**Job**: Show every line in the items below that contains the word "blonde", matching its case exactly.

**Rows**:

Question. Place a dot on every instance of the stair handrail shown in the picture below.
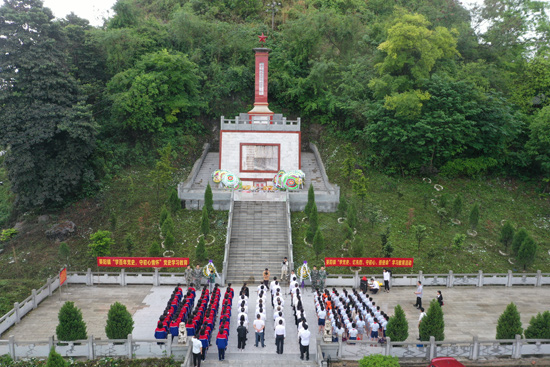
(289, 234)
(228, 237)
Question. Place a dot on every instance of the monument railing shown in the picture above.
(92, 348)
(462, 349)
(228, 237)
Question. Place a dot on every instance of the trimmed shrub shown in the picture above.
(163, 215)
(174, 201)
(169, 241)
(310, 200)
(378, 360)
(318, 242)
(509, 323)
(71, 325)
(167, 226)
(398, 327)
(456, 209)
(101, 243)
(527, 252)
(433, 324)
(119, 322)
(507, 234)
(154, 250)
(55, 359)
(205, 222)
(313, 223)
(474, 216)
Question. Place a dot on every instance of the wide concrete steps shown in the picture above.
(258, 240)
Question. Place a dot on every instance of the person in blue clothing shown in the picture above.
(160, 332)
(221, 342)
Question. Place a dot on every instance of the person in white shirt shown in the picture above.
(197, 351)
(303, 336)
(280, 334)
(259, 328)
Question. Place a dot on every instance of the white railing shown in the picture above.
(228, 237)
(95, 348)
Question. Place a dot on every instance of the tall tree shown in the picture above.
(45, 123)
(509, 323)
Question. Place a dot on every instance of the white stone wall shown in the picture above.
(231, 147)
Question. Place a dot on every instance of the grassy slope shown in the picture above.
(393, 198)
(132, 198)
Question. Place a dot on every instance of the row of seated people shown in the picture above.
(176, 311)
(304, 334)
(352, 315)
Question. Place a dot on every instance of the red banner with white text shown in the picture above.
(143, 262)
(370, 262)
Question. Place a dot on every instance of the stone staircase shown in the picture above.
(258, 240)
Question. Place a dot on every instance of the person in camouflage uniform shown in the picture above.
(197, 276)
(322, 278)
(188, 275)
(314, 278)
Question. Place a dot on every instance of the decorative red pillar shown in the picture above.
(261, 112)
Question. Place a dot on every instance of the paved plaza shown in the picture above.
(468, 311)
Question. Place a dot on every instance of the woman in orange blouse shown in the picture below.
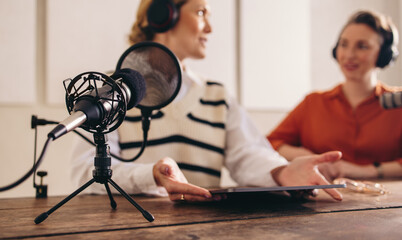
(349, 117)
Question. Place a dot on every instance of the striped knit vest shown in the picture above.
(191, 131)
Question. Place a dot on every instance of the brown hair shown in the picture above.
(384, 27)
(379, 23)
(140, 31)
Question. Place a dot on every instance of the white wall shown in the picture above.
(67, 37)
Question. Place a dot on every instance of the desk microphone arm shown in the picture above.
(101, 174)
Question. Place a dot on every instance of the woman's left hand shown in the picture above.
(342, 168)
(304, 171)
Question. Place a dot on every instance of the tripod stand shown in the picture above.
(101, 174)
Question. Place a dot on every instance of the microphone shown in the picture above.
(95, 108)
(391, 100)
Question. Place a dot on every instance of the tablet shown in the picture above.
(273, 189)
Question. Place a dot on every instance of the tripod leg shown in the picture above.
(112, 202)
(44, 215)
(146, 214)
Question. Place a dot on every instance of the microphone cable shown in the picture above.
(35, 122)
(33, 169)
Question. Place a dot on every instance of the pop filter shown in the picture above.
(160, 69)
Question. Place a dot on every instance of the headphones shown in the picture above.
(388, 53)
(162, 15)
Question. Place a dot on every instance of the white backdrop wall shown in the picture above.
(269, 53)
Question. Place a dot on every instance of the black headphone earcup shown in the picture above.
(162, 15)
(385, 56)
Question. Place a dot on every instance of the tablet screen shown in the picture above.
(273, 189)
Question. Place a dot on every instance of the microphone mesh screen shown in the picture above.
(160, 71)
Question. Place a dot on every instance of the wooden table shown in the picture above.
(358, 216)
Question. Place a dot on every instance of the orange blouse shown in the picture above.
(325, 121)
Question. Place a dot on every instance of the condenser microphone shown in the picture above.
(391, 100)
(96, 101)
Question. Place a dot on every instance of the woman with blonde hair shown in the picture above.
(201, 131)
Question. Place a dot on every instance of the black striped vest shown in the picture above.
(191, 131)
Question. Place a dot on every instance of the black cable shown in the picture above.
(35, 142)
(145, 127)
(29, 173)
(145, 137)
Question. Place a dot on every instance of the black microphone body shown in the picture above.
(94, 107)
(391, 100)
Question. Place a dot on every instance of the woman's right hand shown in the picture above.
(168, 175)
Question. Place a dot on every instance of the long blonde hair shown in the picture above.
(140, 31)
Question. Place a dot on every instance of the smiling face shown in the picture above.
(189, 36)
(357, 51)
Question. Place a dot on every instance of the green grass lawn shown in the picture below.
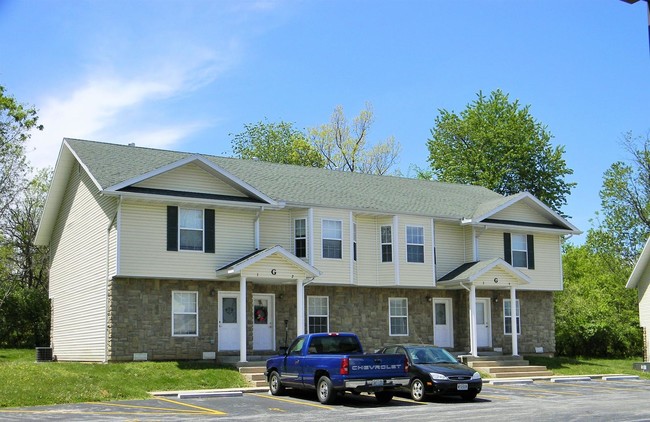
(588, 366)
(24, 382)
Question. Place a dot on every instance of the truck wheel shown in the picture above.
(383, 396)
(417, 390)
(325, 391)
(275, 386)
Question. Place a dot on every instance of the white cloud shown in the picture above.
(101, 105)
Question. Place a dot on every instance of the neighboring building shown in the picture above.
(640, 279)
(152, 252)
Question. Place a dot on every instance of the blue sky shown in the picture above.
(186, 74)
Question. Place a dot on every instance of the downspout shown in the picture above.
(108, 272)
(256, 229)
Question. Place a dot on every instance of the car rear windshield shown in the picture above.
(334, 345)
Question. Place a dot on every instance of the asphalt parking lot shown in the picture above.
(620, 400)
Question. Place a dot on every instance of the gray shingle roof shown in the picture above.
(111, 164)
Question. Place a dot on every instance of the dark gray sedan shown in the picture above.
(434, 371)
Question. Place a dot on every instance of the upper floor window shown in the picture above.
(190, 226)
(185, 313)
(507, 317)
(300, 237)
(317, 314)
(398, 316)
(332, 239)
(414, 244)
(519, 250)
(354, 241)
(190, 229)
(386, 244)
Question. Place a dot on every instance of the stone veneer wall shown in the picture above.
(140, 317)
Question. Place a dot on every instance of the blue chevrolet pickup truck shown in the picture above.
(332, 363)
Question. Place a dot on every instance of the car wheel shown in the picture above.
(383, 396)
(417, 390)
(325, 390)
(469, 396)
(275, 385)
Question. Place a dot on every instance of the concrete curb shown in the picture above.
(222, 392)
(565, 378)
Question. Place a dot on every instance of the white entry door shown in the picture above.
(483, 323)
(228, 321)
(263, 322)
(443, 332)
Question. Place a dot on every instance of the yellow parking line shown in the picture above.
(487, 396)
(536, 390)
(320, 406)
(211, 411)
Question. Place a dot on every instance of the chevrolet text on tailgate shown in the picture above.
(332, 363)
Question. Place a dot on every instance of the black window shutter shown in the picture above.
(172, 228)
(507, 248)
(209, 231)
(531, 252)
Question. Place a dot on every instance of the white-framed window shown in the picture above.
(519, 250)
(185, 313)
(318, 320)
(414, 244)
(398, 316)
(354, 241)
(190, 229)
(332, 239)
(300, 237)
(386, 234)
(507, 317)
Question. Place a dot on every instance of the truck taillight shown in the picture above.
(345, 366)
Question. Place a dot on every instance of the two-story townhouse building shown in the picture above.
(161, 254)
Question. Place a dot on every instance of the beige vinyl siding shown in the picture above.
(415, 274)
(276, 228)
(190, 178)
(143, 250)
(547, 274)
(450, 248)
(520, 212)
(80, 257)
(283, 269)
(332, 270)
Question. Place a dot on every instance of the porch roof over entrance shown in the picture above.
(271, 264)
(494, 273)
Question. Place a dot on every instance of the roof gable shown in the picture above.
(522, 209)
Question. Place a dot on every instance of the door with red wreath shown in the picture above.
(263, 322)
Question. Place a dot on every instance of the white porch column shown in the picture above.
(513, 315)
(300, 307)
(242, 319)
(472, 321)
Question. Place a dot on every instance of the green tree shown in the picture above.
(16, 122)
(624, 220)
(24, 303)
(345, 146)
(595, 315)
(498, 144)
(277, 143)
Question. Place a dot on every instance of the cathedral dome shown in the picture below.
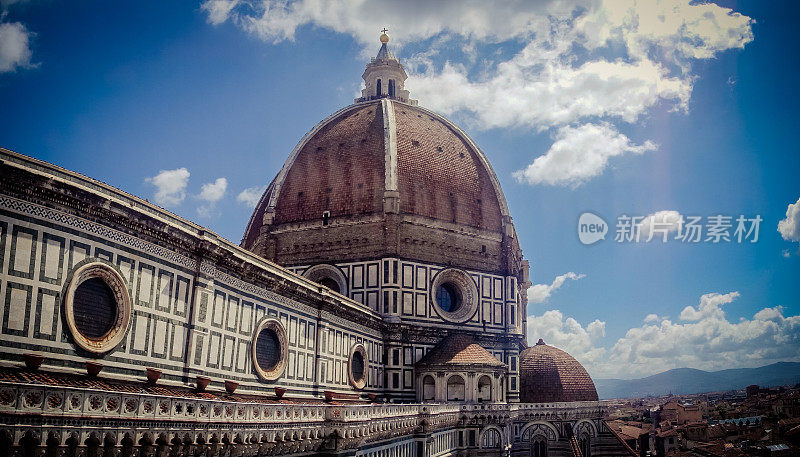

**Written response**:
Question. Place a dot on every instance of the woman with blonde hair shown in the picture above.
Question. Place a dot on every instance of the long blonde hair shown in the picture above.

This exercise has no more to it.